##### Passage provided #####

"Lotus Opening" by L. Folk

Friday, March 11, 2011

The Era of Needles


March 8, 2011

God is a temperamental gravity. That was the line that came up for me today. I looked up temperamental in the dictionary to see if I had the word right and it was circled. Temperamental as in sensitive, irratic; nothing consistent. Perhaps it is not God who is temperamental but my avenue to ...God.
Here is a dream: I plant tomatoes and zuccini in the house. The house has no floors, is just a wooden shell with sky lights. No sooner do I plant the tomatoes and zuccini, they are growing wildly. In a matter of seconds, they reach the ceiling and burst through the skylights. Outside, you can see the tomatoes, weighing heavily on the vine. The zuccini are like logs. I tell my friend Mark I will not pick them yet, it's too soon. I will wait for them to grow even bigger. I go to a nursery to buy something for the tomatoes and zuccini, I know not what. My sister is with me; she examines black gates to contain her rabbits. (My sister doesn't have rabbits). When I get home, the man from the nursery, Earl Proulx, the bald guy who writes home renovation articles for Yankee magazine tells me to take in the plants; the temperature is going to drop to twenty degrees. How could that be? I ask. Today it was near eighty, the sunlight made the vacant room glow gold. I tell him the plants are growing through the roof. He doesn't believe me. I say come and see for yourself, and bring a camera. He says he will do that. I go out somewhere, and maybe, in some nonlinear way, I am back at the nursery. I leave out the back door and Earl has my tomatoes in his hands. He has some minions with him, their arms filled with my giant stalks, my lush fruit. He said he's going to sell them in the store. I'm angry, but not too angry. What could I do? He sold me the fertilizer. So I go back to the house and my neighbor, an imaginary Asian woman is telling me my plants aren't right. The guy down the street has two million tomatoes and they are all perfectly red. I look at my tomatoes again, some of them are starting to wrinkle, take on brown spots. One of the plants has escaped its pot and the roots are dangling in mid air. They are starting to die.

#####

■ **Your instructions**: Summarize the blog entry in two sentences. The data that follow are not needed here.

##### Available data #####

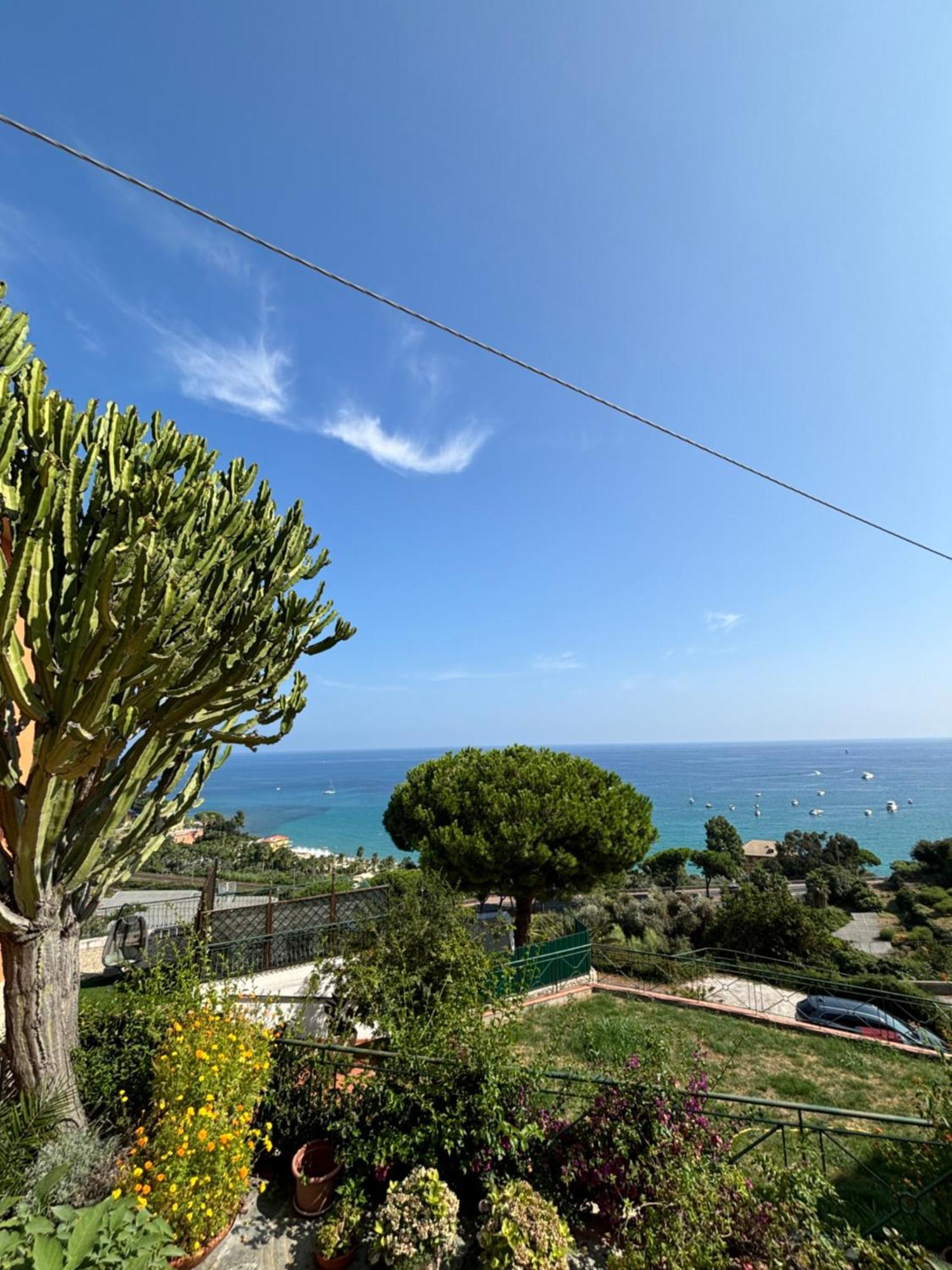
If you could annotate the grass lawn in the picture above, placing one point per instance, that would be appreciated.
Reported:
(741, 1057)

#####

■ **Exercise answer**: The writer has the line "God is a temperamental gravity" come up and wonders whether what is temperamental is not God but the writer's own avenue to God. The entry then gives a dream in which tomatoes and zucchini planted in a floorless house burst through the skylights, are taken by Earl Proulx from the nursery to sell in his store, and are finally seen wrinkling, taking on brown spots, and starting to die.